# WHAT THE TASK ASKS:
Working from the entries below, count every line that includes the word "tight". Return the figure alone.

# SUPPLIED ENTRIES:
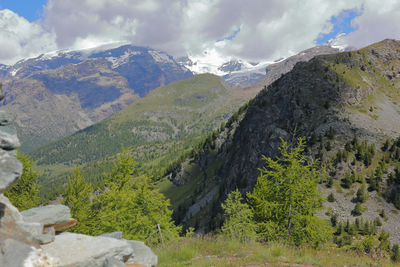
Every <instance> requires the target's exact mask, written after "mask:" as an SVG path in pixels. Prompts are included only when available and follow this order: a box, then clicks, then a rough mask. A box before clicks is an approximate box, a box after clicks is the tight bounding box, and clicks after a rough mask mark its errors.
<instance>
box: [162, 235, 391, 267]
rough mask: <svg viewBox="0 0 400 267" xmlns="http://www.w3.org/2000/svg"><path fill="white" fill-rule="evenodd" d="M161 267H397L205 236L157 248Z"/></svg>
mask: <svg viewBox="0 0 400 267" xmlns="http://www.w3.org/2000/svg"><path fill="white" fill-rule="evenodd" d="M154 251H155V253H156V254H157V255H158V257H159V258H158V259H159V266H174V267H176V266H292V265H290V264H298V266H395V264H394V263H392V262H391V261H390V260H388V259H387V258H384V257H376V256H375V257H370V256H368V255H364V254H358V253H356V252H353V251H345V250H343V249H337V248H330V247H326V248H321V249H313V248H310V247H293V246H289V245H285V244H281V243H268V244H261V243H256V242H254V243H245V244H243V243H240V242H238V241H234V240H226V239H223V238H217V237H211V236H205V237H195V238H185V239H182V240H179V241H175V242H173V243H172V244H169V245H167V246H165V247H156V248H154Z"/></svg>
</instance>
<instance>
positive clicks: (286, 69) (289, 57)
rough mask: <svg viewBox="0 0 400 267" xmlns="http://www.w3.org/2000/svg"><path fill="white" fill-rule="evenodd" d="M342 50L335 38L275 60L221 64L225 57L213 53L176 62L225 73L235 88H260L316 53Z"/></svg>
mask: <svg viewBox="0 0 400 267" xmlns="http://www.w3.org/2000/svg"><path fill="white" fill-rule="evenodd" d="M341 50H343V47H341V46H338V45H336V42H333V41H332V43H330V44H328V45H322V46H316V47H313V48H310V49H307V50H304V51H301V52H300V53H298V54H296V55H294V56H291V57H288V58H286V59H284V58H281V59H279V60H276V61H274V62H270V61H264V62H247V61H244V60H239V59H230V60H228V61H225V62H223V63H221V60H222V59H220V58H216V59H213V57H212V56H209V57H206V58H191V57H182V58H179V59H177V62H178V63H179V64H181V65H183V66H185V67H187V68H188V69H190V70H191V71H193V72H194V73H205V72H209V73H213V74H216V75H219V76H222V77H224V79H225V80H226V81H227V82H228V83H230V84H231V85H233V86H236V87H240V88H246V87H251V86H257V87H260V89H261V88H262V86H264V85H265V84H270V83H271V82H273V81H274V80H276V79H278V78H279V77H280V76H281V75H282V74H285V73H287V72H288V71H290V70H291V69H292V68H293V66H294V65H295V64H296V63H297V62H300V61H308V60H310V59H311V58H313V57H314V56H317V55H323V54H332V53H337V52H339V51H341Z"/></svg>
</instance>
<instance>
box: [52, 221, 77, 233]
mask: <svg viewBox="0 0 400 267" xmlns="http://www.w3.org/2000/svg"><path fill="white" fill-rule="evenodd" d="M77 222H78V221H77V220H75V219H73V218H71V219H69V220H68V222H63V223H59V224H49V225H46V226H45V227H44V231H47V230H48V229H50V228H53V229H54V230H55V231H62V230H65V229H68V228H70V227H72V226H75V225H76V223H77Z"/></svg>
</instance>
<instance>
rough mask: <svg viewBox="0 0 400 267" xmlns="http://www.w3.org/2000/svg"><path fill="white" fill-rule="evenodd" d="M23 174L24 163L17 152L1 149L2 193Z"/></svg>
mask: <svg viewBox="0 0 400 267" xmlns="http://www.w3.org/2000/svg"><path fill="white" fill-rule="evenodd" d="M0 128H2V127H0ZM0 135H1V134H0ZM21 174H22V164H21V162H19V161H18V160H17V158H16V157H15V152H13V151H4V150H0V194H1V193H4V192H5V191H6V190H7V189H8V188H9V187H10V186H12V185H13V184H14V183H15V182H16V180H17V178H18V177H20V176H21Z"/></svg>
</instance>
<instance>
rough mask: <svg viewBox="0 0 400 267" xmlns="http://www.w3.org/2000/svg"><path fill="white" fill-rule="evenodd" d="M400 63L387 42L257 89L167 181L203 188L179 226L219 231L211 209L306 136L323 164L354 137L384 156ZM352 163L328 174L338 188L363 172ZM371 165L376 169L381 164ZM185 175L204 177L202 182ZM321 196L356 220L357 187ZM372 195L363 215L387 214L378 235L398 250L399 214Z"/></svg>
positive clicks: (398, 58)
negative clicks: (219, 129)
mask: <svg viewBox="0 0 400 267" xmlns="http://www.w3.org/2000/svg"><path fill="white" fill-rule="evenodd" d="M399 62H400V41H395V40H385V41H382V42H380V43H377V44H374V45H371V46H369V47H366V48H364V49H361V50H358V51H351V52H343V53H338V54H330V55H322V56H317V57H314V58H313V59H311V60H310V61H308V62H300V63H297V64H296V65H295V67H294V68H293V70H292V71H290V72H289V73H287V74H285V75H283V76H282V77H281V78H279V79H278V80H276V81H275V82H273V83H272V84H271V85H270V86H268V87H267V88H265V89H264V90H262V91H261V92H260V93H259V94H258V95H257V96H256V97H255V98H254V99H253V100H251V101H250V102H249V105H248V106H247V107H246V108H245V109H243V110H242V111H241V112H240V113H239V115H238V116H236V117H235V118H233V117H232V118H231V119H230V122H229V121H228V123H227V127H225V129H224V130H223V131H221V132H220V133H219V134H218V136H216V137H215V139H214V140H212V141H211V142H208V144H204V146H203V150H202V152H201V153H199V156H197V157H196V158H195V159H194V160H193V161H192V162H189V164H191V165H190V166H187V165H186V169H184V168H183V167H182V168H177V169H178V170H179V172H178V173H172V174H171V178H172V179H173V181H174V182H175V183H178V184H179V183H181V184H182V183H187V182H188V181H196V182H197V183H200V184H205V185H206V186H204V187H205V188H204V189H203V190H202V191H201V192H200V193H197V194H196V193H193V194H192V198H188V200H187V203H185V204H186V207H187V208H186V210H185V212H184V213H182V216H181V218H182V219H181V220H183V219H184V218H187V217H186V216H188V214H189V215H190V217H191V218H192V219H191V222H190V223H193V224H192V226H193V225H194V224H196V225H203V226H204V228H203V229H204V230H205V231H208V230H211V229H207V228H206V227H208V225H210V224H211V225H213V223H215V225H218V222H217V221H214V222H210V219H211V218H217V217H218V216H217V214H218V213H219V212H221V211H218V209H217V208H214V207H219V206H220V203H221V202H223V201H224V200H225V197H226V195H227V193H229V192H230V191H232V190H234V189H235V188H239V190H241V191H242V192H243V193H244V192H246V191H249V190H252V188H253V186H254V184H255V183H256V181H257V177H258V175H259V171H258V170H259V169H260V168H262V167H263V166H264V164H265V161H264V160H263V158H262V155H265V156H266V157H271V158H274V157H275V156H277V155H278V153H279V149H278V148H279V146H280V145H281V140H280V138H283V139H284V140H286V141H288V142H290V143H294V142H296V139H297V137H306V138H307V142H308V143H309V147H308V153H309V154H310V156H313V157H315V156H316V155H317V153H319V151H322V152H323V155H324V158H325V160H332V161H333V160H334V159H335V158H336V155H337V153H338V152H339V151H343V150H344V147H345V144H346V143H347V142H350V141H351V140H352V139H353V137H354V135H356V136H357V137H358V139H359V140H360V142H361V140H362V141H366V142H367V143H368V144H374V145H375V146H376V149H377V151H379V152H382V151H381V150H380V147H381V146H382V144H383V142H384V141H385V140H386V139H387V138H390V139H397V138H398V137H399V135H400V124H399V123H398V122H399V121H400V105H399V104H398V103H399V100H398V99H400V64H399ZM330 129H334V131H335V136H334V137H329V130H330ZM313 139H314V140H313ZM328 144H329V149H328ZM322 152H321V154H322ZM353 159H354V158H350V160H349V162H346V163H345V164H343V165H338V166H337V167H336V168H335V169H334V171H332V173H333V172H335V173H336V174H332V178H333V179H334V180H335V183H337V184H340V180H341V179H342V178H343V177H344V175H345V172H347V171H349V172H351V171H354V172H355V173H360V174H361V175H362V174H363V172H364V173H366V172H365V170H366V169H367V168H366V167H365V165H364V164H358V165H357V164H356V165H354V166H353V165H352V163H351V162H353ZM374 160H376V161H375V162H376V163H377V162H378V161H379V160H380V159H379V157H375V159H374ZM185 164H187V163H186V162H185ZM395 164H398V163H397V162H396V163H395ZM216 166H217V167H216ZM390 168H393V165H392V166H391V167H390ZM190 170H201V171H202V172H201V175H202V176H196V175H198V174H196V173H194V172H193V171H190ZM371 171H372V172H373V171H374V169H373V168H372V170H371ZM203 175H204V176H206V177H205V178H203ZM364 178H368V177H364ZM386 178H387V177H386V176H385V177H384V179H386ZM198 181H201V182H198ZM386 184H387V183H386V182H383V183H382V189H381V191H382V192H384V191H386V189H393V188H387V187H386ZM192 185H193V184H192ZM183 186H185V185H183ZM321 187H324V186H321ZM323 189H324V195H326V196H327V195H328V194H325V192H327V193H328V192H329V193H330V192H334V194H335V197H336V198H337V199H339V198H340V199H339V200H340V201H336V202H334V203H333V204H330V205H331V208H332V209H333V210H336V211H337V212H338V213H339V214H338V215H339V218H340V219H341V220H342V221H344V222H345V221H346V220H347V219H349V220H350V221H352V220H355V218H354V216H352V215H351V210H352V209H353V208H354V205H355V203H353V202H351V199H353V198H354V197H355V196H354V195H355V191H357V188H356V187H355V186H354V188H351V189H343V193H340V192H338V190H336V189H329V190H328V189H327V188H323ZM394 189H396V188H394ZM213 190H215V191H217V194H214V197H213V199H209V200H208V201H207V202H208V203H209V204H208V205H207V204H206V203H205V204H204V205H203V203H202V199H204V197H205V196H207V195H208V194H209V193H210V192H212V191H213ZM352 190H354V192H353V193H352ZM196 191H200V190H197V189H196ZM374 193H375V192H370V193H369V194H370V197H369V201H370V202H369V203H368V204H367V205H366V206H368V211H366V212H364V213H363V215H362V216H363V218H364V220H369V221H372V220H374V219H375V218H376V217H379V214H378V212H377V210H381V209H384V210H385V213H387V214H390V216H389V215H388V221H387V222H384V223H383V225H382V228H381V229H382V230H384V231H385V232H386V233H390V236H391V241H392V242H396V243H398V242H399V241H400V236H399V234H398V233H399V231H398V221H399V220H400V215H399V214H398V212H397V211H396V208H395V207H394V206H393V204H391V203H388V202H386V201H385V200H384V199H378V198H377V197H375V195H374ZM398 193H399V191H396V194H398ZM346 194H348V197H347V199H346V201H345V198H346ZM377 199H378V200H377ZM342 200H343V201H342ZM343 203H345V204H343ZM345 205H346V206H345ZM182 207H185V205H184V204H182ZM194 208H196V209H194ZM393 210H394V212H393ZM190 212H192V214H190ZM194 213H196V214H197V216H195V215H194ZM193 217H195V218H193ZM381 229H380V230H381Z"/></svg>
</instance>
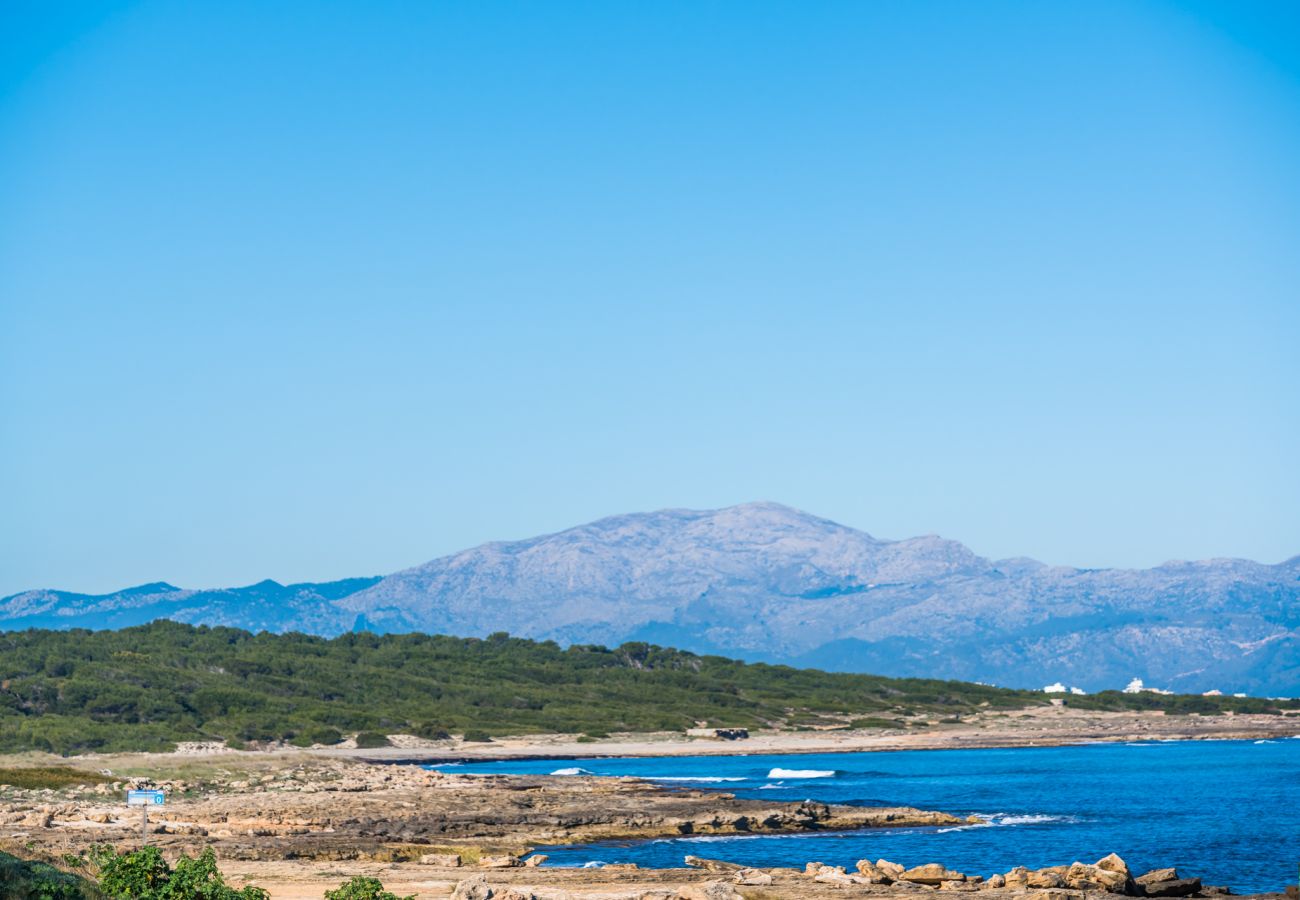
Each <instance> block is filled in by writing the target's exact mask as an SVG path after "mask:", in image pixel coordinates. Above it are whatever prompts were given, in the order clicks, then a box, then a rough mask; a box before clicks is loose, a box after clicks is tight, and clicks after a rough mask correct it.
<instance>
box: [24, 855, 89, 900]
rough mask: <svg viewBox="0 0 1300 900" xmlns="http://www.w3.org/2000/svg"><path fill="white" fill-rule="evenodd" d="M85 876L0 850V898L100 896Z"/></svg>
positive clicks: (51, 897) (73, 898) (49, 898)
mask: <svg viewBox="0 0 1300 900" xmlns="http://www.w3.org/2000/svg"><path fill="white" fill-rule="evenodd" d="M100 897H101V895H100V893H99V891H98V890H96V888H95V886H94V884H92V883H91V882H90V880H88V879H86V878H83V877H81V875H77V874H73V873H68V871H64V870H62V869H59V867H56V866H52V865H49V864H48V862H42V861H39V860H21V858H18V857H16V856H10V854H8V853H5V852H3V851H0V900H100Z"/></svg>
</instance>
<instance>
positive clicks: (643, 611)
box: [0, 503, 1300, 696]
mask: <svg viewBox="0 0 1300 900" xmlns="http://www.w3.org/2000/svg"><path fill="white" fill-rule="evenodd" d="M155 618H170V619H177V620H181V622H190V623H195V624H227V626H237V627H242V628H251V629H268V631H303V632H309V633H318V635H326V636H329V635H337V633H341V632H344V631H348V629H352V628H359V627H360V628H368V629H372V631H386V632H398V631H426V632H439V633H450V635H463V636H484V635H487V633H491V632H495V631H510V632H511V633H512V635H519V636H523V637H534V639H543V640H545V639H551V640H556V641H559V642H562V644H568V642H599V644H611V645H612V644H619V642H623V641H628V640H645V641H653V642H656V644H664V645H671V646H677V648H684V649H690V650H698V652H710V653H719V654H724V655H733V657H740V658H745V659H762V661H770V662H785V663H792V665H800V666H816V667H822V668H831V670H841V671H867V672H878V674H883V675H924V676H939V678H958V679H965V680H979V682H988V683H995V684H1004V685H1009V687H1041V685H1044V684H1048V683H1052V682H1063V683H1066V684H1071V685H1078V687H1080V688H1084V689H1087V691H1097V689H1104V688H1117V687H1122V685H1123V684H1126V683H1127V682H1128V680H1130V679H1131V678H1135V676H1138V678H1143V679H1144V680H1145V682H1147V683H1148V684H1149V685H1156V687H1162V688H1170V689H1175V691H1187V692H1200V691H1206V689H1221V691H1225V692H1236V691H1245V692H1251V693H1260V695H1269V696H1297V695H1300V557H1295V558H1292V559H1290V561H1287V562H1284V563H1281V564H1275V566H1269V564H1262V563H1256V562H1248V561H1242V559H1212V561H1205V562H1177V563H1166V564H1164V566H1158V567H1156V568H1149V570H1079V568H1069V567H1049V566H1044V564H1041V563H1037V562H1035V561H1032V559H1002V561H989V559H984V558H982V557H978V555H975V554H974V553H971V551H970V550H969V549H967V548H966V546H963V545H962V544H958V542H957V541H950V540H944V538H941V537H935V536H926V537H914V538H909V540H904V541H885V540H878V538H875V537H871V536H870V535H867V533H865V532H861V531H855V529H853V528H848V527H845V525H840V524H837V523H833V522H829V520H827V519H820V518H816V516H813V515H809V514H806V512H801V511H798V510H793V509H789V507H785V506H780V505H776V503H746V505H742V506H733V507H728V509H724V510H711V511H694V510H663V511H658V512H646V514H632V515H621V516H612V518H608V519H601V520H599V522H593V523H590V524H586V525H580V527H577V528H572V529H568V531H564V532H559V533H556V535H546V536H542V537H536V538H530V540H525V541H511V542H494V544H485V545H482V546H478V548H473V549H471V550H464V551H461V553H458V554H452V555H450V557H442V558H439V559H434V561H432V562H429V563H425V564H422V566H416V567H415V568H409V570H406V571H402V572H396V574H394V575H390V576H387V577H382V579H380V577H363V579H348V580H344V581H334V583H329V584H298V585H287V587H286V585H279V584H277V583H274V581H263V583H260V584H255V585H250V587H247V588H233V589H226V590H186V589H181V588H175V587H172V585H168V584H161V583H160V584H147V585H142V587H138V588H131V589H127V590H122V592H118V593H114V594H105V596H87V594H73V593H66V592H59V590H30V592H25V593H19V594H14V596H12V597H6V598H4V600H0V628H5V629H13V628H26V627H59V628H62V627H87V628H117V627H125V626H129V624H136V623H140V622H148V620H151V619H155Z"/></svg>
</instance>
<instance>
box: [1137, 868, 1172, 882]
mask: <svg viewBox="0 0 1300 900" xmlns="http://www.w3.org/2000/svg"><path fill="white" fill-rule="evenodd" d="M1135 880H1136V882H1138V883H1139V884H1154V883H1156V882H1177V880H1178V869H1152V870H1151V871H1148V873H1147V874H1144V875H1138V878H1136V879H1135Z"/></svg>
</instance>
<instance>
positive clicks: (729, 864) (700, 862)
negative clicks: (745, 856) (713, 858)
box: [685, 856, 745, 871]
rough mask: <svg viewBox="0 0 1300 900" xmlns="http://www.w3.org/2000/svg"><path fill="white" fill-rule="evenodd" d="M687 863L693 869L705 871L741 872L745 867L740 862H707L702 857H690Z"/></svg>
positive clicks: (686, 860) (712, 860)
mask: <svg viewBox="0 0 1300 900" xmlns="http://www.w3.org/2000/svg"><path fill="white" fill-rule="evenodd" d="M685 862H686V865H688V866H690V867H692V869H703V870H705V871H740V870H741V869H744V867H745V866H742V865H740V864H738V862H727V860H707V858H705V857H702V856H688V857H686V860H685Z"/></svg>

# EXERCISE SOLUTION:
2